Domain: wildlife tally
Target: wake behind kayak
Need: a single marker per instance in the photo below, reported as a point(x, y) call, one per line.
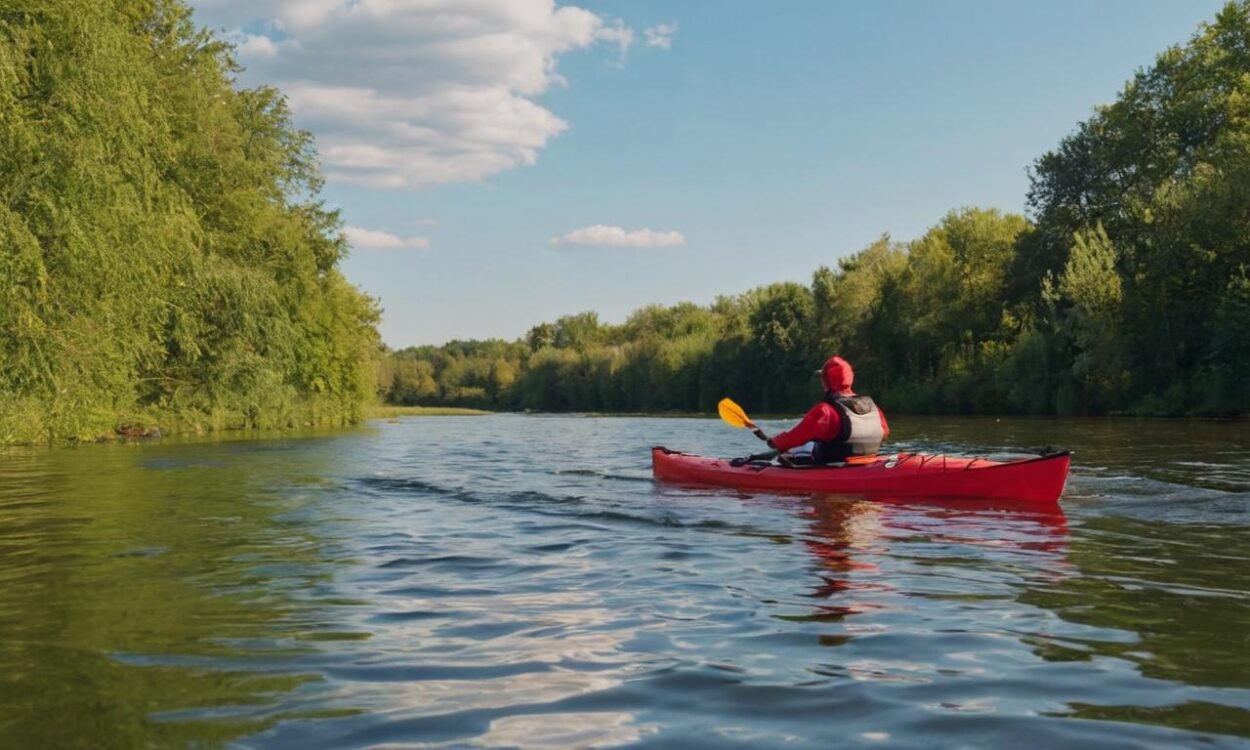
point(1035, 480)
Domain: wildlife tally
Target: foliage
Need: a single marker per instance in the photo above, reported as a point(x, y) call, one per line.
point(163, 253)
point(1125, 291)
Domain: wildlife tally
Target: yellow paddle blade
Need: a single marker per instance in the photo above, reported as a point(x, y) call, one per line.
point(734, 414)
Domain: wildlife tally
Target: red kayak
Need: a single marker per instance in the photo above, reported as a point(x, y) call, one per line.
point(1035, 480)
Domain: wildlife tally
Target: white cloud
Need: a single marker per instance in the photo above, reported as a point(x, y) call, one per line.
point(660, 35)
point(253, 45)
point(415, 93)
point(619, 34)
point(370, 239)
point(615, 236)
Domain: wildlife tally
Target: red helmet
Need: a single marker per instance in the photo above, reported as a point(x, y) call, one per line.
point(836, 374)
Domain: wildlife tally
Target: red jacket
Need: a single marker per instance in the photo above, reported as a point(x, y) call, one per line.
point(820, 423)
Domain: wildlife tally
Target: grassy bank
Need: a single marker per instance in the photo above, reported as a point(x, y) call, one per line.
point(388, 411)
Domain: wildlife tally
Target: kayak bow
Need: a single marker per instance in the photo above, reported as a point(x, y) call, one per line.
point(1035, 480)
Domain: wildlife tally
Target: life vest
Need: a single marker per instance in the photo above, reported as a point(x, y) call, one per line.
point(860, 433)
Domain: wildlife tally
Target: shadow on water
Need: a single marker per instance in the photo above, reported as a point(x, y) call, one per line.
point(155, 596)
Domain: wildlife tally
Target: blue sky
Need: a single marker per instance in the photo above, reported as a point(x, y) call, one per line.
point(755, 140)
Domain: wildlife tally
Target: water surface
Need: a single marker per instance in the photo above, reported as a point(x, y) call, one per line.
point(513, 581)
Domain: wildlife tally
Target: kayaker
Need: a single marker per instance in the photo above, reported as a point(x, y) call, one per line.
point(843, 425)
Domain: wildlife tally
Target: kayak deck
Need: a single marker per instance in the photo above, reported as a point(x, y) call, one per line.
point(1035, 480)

### Assignment
Look through the listing above and count the lines where the string "water" appears. Report the number only.

### Reply
2